▶ [Assigned task]
I would like each line of the data that holds the word "yellow" copied out.

Input for this task below:

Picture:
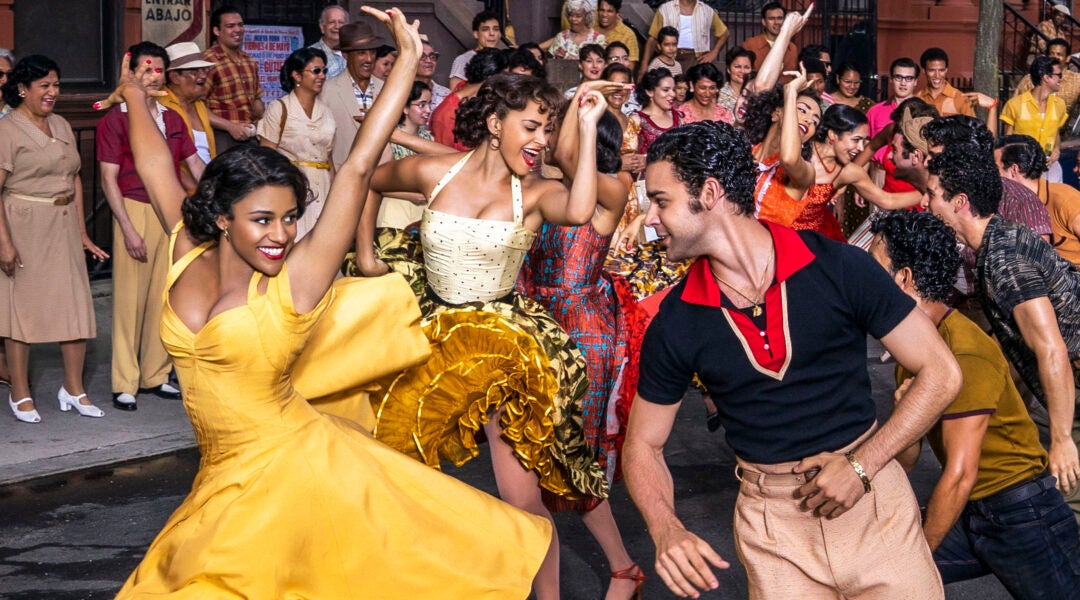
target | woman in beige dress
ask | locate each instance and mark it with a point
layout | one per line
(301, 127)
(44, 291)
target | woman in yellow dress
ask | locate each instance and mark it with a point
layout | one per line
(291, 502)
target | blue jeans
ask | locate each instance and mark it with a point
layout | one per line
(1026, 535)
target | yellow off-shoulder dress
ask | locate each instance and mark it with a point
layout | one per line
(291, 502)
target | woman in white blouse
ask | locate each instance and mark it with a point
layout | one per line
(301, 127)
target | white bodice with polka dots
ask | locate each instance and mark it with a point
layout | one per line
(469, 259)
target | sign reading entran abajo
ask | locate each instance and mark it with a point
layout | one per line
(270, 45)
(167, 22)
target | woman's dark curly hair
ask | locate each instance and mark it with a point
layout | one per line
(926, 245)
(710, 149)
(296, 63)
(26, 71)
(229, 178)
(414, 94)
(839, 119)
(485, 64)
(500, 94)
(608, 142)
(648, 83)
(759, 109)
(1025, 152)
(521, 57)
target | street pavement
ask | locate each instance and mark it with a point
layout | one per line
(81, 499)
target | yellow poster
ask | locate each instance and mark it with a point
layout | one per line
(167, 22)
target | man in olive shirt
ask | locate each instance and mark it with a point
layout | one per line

End of Input for this task.
Input for this task below:

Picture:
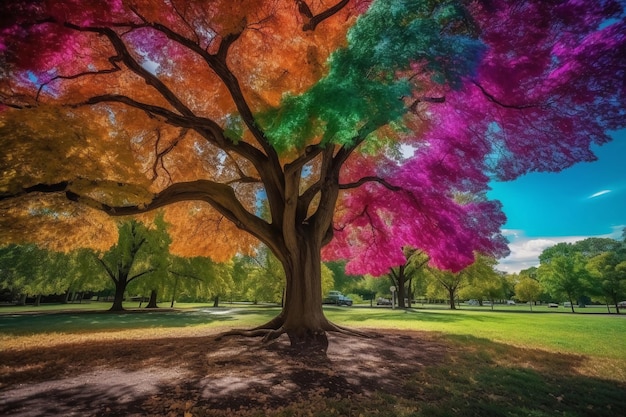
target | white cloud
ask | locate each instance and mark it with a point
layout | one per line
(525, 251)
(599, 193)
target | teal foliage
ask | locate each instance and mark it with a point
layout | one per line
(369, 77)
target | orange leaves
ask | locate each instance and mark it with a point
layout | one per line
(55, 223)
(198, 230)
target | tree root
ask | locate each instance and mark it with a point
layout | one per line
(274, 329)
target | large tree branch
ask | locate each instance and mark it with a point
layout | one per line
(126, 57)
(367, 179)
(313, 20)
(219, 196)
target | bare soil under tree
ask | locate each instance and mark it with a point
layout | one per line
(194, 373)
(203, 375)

End of Input for this task.

▶ [Task output]
target | woman in yellow dress
target | yellow off-shoulder dress
target | yellow poster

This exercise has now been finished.